What is expected – After finding the line that includes "Check that each instance of the sea" in the records below, transcribe it and each line after it through the last, exactly, and add nothing.

Provided data –
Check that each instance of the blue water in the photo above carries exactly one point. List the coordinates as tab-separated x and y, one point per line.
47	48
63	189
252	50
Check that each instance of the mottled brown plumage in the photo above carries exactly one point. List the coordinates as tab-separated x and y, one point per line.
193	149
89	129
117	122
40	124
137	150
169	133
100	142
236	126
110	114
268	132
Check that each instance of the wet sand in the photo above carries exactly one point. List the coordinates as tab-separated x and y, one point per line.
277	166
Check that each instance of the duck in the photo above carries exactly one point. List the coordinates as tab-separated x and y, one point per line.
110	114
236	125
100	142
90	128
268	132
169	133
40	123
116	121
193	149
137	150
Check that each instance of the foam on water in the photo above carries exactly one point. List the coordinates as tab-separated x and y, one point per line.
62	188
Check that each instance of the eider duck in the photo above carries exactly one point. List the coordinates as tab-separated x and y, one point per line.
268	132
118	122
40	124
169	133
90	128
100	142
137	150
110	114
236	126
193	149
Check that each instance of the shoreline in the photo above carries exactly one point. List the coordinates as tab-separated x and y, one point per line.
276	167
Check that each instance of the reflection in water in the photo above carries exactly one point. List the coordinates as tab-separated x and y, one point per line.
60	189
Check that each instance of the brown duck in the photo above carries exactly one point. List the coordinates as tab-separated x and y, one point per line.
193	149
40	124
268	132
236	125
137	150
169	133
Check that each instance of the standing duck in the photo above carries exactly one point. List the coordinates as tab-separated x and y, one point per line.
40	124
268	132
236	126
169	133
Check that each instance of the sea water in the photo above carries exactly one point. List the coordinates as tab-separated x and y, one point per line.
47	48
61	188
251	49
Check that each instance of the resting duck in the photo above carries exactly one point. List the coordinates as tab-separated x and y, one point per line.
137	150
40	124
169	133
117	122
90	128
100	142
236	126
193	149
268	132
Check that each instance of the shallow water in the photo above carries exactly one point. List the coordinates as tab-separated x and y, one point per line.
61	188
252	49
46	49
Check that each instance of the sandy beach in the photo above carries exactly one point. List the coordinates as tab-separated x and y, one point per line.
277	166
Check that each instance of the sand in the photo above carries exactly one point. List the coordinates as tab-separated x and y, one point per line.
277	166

Answer space –
Check that each instance of the sea water in the photo above carries exactly one point. List the coordinates as tab-separated x and y, one point per line.
47	48
61	188
251	49
Check that each instance of the resting duck in the photo above carries exactly one point. List the coordinates as tab-separated x and y, one point per line.
137	150
40	124
169	133
117	122
90	128
100	142
236	126
193	149
268	132
Check that each instance of the shallow water in the photo above carries exactly one point. List the coordinates as tab-separated x and y, one point per line.
61	188
252	49
46	49
Check that each instance of the sandy beach in the photo above carries exactly one point. List the coordinates as tab-separated x and y, one point per line.
277	166
Check that each instance of the sand in the photo above carries exactly one point. List the coordinates as tab-separated x and y, one point per line.
277	166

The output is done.